• [Quoted passage]:
=-=-=
Focusing on positiveness   ......  and "Belgian Beer" certainly plays a big role in that  t_u
The idea of having a maximum of 50 beers in stock is just PERFECT  t_u
Beers really need to be savored fresh, or at least with a 6 months to 1 year of settling.
There are beers that evolve and become much more complex, yet smooth and more complete and rounded. Westvleteren 12 is a perfect example.
But with my experience, I frequently experience that beers that reach there best before date become somewhat cardboardy, i.e. that freshness disappeared, and that really is a true shame. Ofcourse there are exceptions to that rule, and in this case perfect conservation conditions were achieved like cellar ageing, darkness, colder temperatures, etc...
Cheers,
Filip
"Beer, if drank with moderation, softens the temper, cheers the spirit, and promotes health."
–- Thomas Jefferson

Trappist

#8
Quote from: Viv on June 16, 2022, 11:09:32 AMBut still we can enjoy and refer to the "classics" that
have been around for many many years, such as Duvel,
Rochefort 10, Chimay Grand Reserve, Triple Karmeliet,
Westmalle Triple, Westvleteren Abbott 12, St.Bernardus
Abbott 12, Orval, Gulden Draak, Gouden Carolus, Affligem
Triple to but name a few...
Viv,
It's essential that we can refer to our classics!
It's nice to see that you add Triple Karmeliet already amongst the classics.

"Tripel Karmeliet is a labour of love. Of patience. Of passion.
For over 7 generations we have worked tirelessly, continuously perfecting our craft to create this singular award winning beer.
Brewed using a 3-grain recipe rediscovered from the 1679 Carmelite monastery, Tripel Karmeliet blends nature's gifts of barley, oats and wheat to produce a multi-layered tripel, refined yet balanced, with soft fruity notes and a surprisingly delicate taste."

Actually, this beer was first introduced in 1996 ! That's "only" 26 years ago, and already has become a true Belgian classic  t_u
Going to Brugs Beertje here in Bruges, you can still see the original Triple Karmeliet commercial hanging in the second room.
It's hanging there since 1996, as I can clearly remember when it was first introduced at 't BB'tje that year.





Yesterday, I had the beer you sampled in this message thread.
and I can only concur your findings.
It is a marvelous t_u  t_u  t_u  t_u  t_u beer !
I also tasted a slight citric hoppy flavor, also in the nose.
Everything you described was my sensation too.
 :appauding-1:  :appauding-1:  :appauding-1:  :appauding-1:  :appauding-1:  :appauding-1:
BTW:  Although my beer came at 10 vol%. You mention 9 vol%, but was that really so?
=-=-=
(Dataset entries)
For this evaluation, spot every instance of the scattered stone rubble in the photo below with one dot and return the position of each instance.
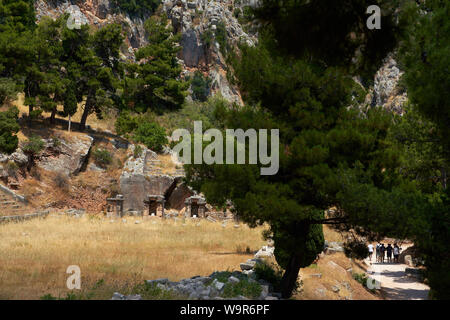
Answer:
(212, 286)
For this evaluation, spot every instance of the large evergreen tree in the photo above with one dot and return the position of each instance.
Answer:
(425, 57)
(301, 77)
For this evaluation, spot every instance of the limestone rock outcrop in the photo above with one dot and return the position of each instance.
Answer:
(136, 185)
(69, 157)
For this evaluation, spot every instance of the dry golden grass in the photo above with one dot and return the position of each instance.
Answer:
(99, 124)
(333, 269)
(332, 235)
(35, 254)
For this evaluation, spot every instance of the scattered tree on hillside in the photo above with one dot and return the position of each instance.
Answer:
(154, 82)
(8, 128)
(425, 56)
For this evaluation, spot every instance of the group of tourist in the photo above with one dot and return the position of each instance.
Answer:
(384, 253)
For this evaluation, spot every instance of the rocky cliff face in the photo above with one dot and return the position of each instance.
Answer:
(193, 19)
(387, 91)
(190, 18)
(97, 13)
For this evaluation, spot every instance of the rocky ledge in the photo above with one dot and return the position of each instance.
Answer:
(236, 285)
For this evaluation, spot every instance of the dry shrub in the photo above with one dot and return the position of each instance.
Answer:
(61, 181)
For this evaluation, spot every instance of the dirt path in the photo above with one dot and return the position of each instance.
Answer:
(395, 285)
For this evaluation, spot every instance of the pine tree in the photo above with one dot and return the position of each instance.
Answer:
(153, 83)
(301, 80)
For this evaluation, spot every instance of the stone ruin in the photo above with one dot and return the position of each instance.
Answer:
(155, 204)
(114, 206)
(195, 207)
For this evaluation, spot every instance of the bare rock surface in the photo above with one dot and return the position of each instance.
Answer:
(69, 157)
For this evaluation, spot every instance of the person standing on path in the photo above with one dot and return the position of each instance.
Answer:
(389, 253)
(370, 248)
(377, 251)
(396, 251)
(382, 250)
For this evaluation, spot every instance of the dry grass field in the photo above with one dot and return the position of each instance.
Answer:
=-=-=
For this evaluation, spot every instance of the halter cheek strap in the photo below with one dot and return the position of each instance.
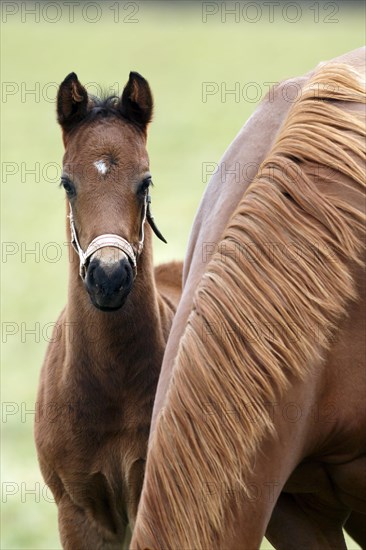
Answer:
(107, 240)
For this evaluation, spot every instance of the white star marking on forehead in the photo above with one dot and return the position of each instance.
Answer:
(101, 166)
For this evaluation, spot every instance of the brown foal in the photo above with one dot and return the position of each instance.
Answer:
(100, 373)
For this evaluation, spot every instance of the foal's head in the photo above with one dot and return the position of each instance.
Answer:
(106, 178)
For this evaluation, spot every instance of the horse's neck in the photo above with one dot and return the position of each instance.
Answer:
=-=-=
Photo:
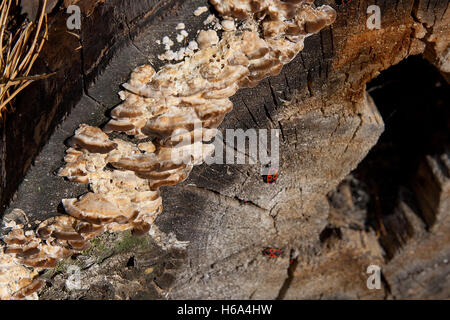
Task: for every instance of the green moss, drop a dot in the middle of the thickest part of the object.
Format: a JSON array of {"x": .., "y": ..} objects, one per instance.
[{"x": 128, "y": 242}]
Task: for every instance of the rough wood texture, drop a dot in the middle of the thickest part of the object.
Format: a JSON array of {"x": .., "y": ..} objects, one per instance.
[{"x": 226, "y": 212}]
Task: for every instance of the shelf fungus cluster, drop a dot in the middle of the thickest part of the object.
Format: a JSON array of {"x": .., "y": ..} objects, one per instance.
=-=-=
• [Set of tasks]:
(1) Rewrite the paragraph of the beer forum post that begins "But with my experience" as a shorter version that keeps its main facts.
(2) According to the beer forum post, in what year was Tripel Karmeliet first introduced?
(3) Extend the beer forum post past its final sentence.
The data has no connection to the beer forum post.

• [Responses]:
(1) In the writer's experience, beers that reach their best-before date often turn somewhat cardboardy because their freshness is gone, which is a real shame. There are exceptions when perfect storage conditions are achieved, such as cellar ageing, darkness and colder temperatures.

(2) 1996

(3)
Cheers  :culsec:
Filip
"Beer, if drank with moderation, softens the temper, cheers the spirit, and promotes health."
–- Thomas Jefferson

Viv

Hi Filip,

My 750ml bottle ( which is hand numbered as 187/200 )
states 9.0% ABV.

I think that the 330ml bottles are 10.0%, but something
is clearly a bit strange with 2 different ABVs.. may
be different batches?

Cheers!


Viv

Trappist

Quote from: Viv on June 20, 2022, 11:57:52 AMHi Filip,

My 750ml bottle ( which is hand numbered as 187/200 )
states 9.0% ABV.

I think that the 330ml bottles are 10.0%, but something
is clearly a bit strange with 2 different ABVs.. may
be different batches?

Cheers!


Viv

Quite obscure, isn't it :)
But I really think they are different batches, and even thinking they are different recipes too, as you didn't had the citric hop flavors.
No worries, they both got  t_u  t_u  t_u  t_u  t_u
Cheers,
Filip

"Beer, if drank with moderation, softens the temper, cheers the spirit, and promotes health."
–- Thomas Jefferson

Viv

Hi Filip,

I contacted Arn at Ruimtegist and the reply was as follows:



"Both bottles are exactly the same recipe. The only difference is that the big bottles were brewed on a small batch scale in our microbrewery and are handnumbered bottles. The 33cl-bottles are brewed in a big set-up hence the small difference in taste because every installation has its own taste.

9 ABV is actually wrong, both bottles have 10 ABV but in the beginning we thought it would be less expensive to pay the taxes on alcohols ;)."


That sorts that out!!


Cheers!


Viv
 

Trappist

Hi Viv,
Thanks for sorting that out!
Very nice from the brewery to give you such an accurate explaination. VERY nice  t_u  t_u
Cheers,
Filip
"Beer, if drank with moderation, softens the temper, cheers the spirit, and promotes health."